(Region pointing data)
•••

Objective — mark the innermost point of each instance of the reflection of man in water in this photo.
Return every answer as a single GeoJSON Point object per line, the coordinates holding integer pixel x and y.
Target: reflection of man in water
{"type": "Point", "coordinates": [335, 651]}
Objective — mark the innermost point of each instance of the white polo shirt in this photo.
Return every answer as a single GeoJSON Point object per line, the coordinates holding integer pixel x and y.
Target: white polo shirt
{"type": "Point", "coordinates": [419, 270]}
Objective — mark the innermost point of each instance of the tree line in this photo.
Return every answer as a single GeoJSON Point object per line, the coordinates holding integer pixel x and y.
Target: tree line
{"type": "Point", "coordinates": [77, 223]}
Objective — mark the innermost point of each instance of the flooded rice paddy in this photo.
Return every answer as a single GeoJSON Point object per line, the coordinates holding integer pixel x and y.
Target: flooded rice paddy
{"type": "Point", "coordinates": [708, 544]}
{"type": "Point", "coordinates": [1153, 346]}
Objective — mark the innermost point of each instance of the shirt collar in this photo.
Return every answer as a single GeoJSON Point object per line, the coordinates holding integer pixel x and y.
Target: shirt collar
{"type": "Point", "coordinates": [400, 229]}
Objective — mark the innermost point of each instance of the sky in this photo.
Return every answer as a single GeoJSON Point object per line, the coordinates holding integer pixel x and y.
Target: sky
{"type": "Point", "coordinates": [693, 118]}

•••

* **YOUR ASSIGNMENT**: Set down the whole of the data, exactly as it stands.

* **RESULT OF THE TASK**:
Objective — mark the innermost point of each instance of the reflection of man in water in this photo.
Return every answer as a single GeoJSON Point object per line, the coordinates holding integer pixel x and y.
Target: reflection of man in water
{"type": "Point", "coordinates": [335, 651]}
Objective — mark the innermost point of each instance of the white polo shirt in this photo.
Return every answer as a single GeoJSON Point object per line, the coordinates holding integer pixel x and y.
Target: white polo shirt
{"type": "Point", "coordinates": [419, 270]}
Objective — mark the innermost point of each instance of the tree line in this photo.
Return every answer as a single GeoJSON Point object per line, the coordinates holding integer pixel x and y.
Target: tree line
{"type": "Point", "coordinates": [77, 223]}
Objective — mark the innermost point of each instance of the flooded rice paddy in this photo.
Return every answer as a single GeoJSON Point object per line, the coordinates holding integer pixel x and y.
Target: flooded rice paddy
{"type": "Point", "coordinates": [708, 544]}
{"type": "Point", "coordinates": [1153, 346]}
Objective — mark the innermost point of each instance of the shirt collar in this photo.
Return every answer as a single GeoJSON Point object per line, the coordinates holding integer pixel x and y.
Target: shirt collar
{"type": "Point", "coordinates": [400, 229]}
Objective — mark the innermost point of each instance of the sky in this photo.
Return every answer as a single GeoJSON Point object per line, the coordinates holding integer pixel x and y.
Target: sky
{"type": "Point", "coordinates": [693, 118]}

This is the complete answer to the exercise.